Stored records:
BEGIN
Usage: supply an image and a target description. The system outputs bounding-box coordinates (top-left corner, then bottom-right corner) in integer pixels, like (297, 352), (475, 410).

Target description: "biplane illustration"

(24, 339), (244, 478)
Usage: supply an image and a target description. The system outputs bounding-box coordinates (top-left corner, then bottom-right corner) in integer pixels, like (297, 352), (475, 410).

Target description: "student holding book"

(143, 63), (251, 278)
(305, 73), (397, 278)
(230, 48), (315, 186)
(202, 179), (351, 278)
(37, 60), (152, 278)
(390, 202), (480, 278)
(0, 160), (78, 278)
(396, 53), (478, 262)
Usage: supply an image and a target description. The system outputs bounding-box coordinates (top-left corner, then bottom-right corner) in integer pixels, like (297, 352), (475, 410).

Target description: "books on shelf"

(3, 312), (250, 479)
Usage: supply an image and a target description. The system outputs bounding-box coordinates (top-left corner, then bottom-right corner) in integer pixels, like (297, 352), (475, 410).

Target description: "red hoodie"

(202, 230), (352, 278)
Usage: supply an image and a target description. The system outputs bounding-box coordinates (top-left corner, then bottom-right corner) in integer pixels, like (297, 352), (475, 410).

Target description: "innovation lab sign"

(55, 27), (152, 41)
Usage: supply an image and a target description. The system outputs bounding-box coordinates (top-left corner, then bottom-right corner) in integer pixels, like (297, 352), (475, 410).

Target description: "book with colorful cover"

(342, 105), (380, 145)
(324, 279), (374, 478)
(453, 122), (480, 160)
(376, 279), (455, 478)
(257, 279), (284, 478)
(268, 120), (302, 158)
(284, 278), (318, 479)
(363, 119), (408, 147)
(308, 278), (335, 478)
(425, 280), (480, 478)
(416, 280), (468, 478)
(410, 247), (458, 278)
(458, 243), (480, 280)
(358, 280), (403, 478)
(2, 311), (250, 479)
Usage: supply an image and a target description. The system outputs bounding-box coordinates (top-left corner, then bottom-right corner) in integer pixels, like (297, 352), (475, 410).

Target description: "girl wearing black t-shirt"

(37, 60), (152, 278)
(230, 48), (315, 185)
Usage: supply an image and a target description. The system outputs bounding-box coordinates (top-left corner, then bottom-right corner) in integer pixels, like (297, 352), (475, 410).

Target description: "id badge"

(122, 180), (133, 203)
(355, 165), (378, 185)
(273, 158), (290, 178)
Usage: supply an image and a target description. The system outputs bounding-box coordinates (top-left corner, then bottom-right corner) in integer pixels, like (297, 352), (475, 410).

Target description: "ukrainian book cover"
END
Goal of the exercise:
Locate each line in the listing above that contains the word "cover", and copy those lines out in full.

Task solution:
Target description: "book with colorful cover"
Target description: "ukrainian book cover"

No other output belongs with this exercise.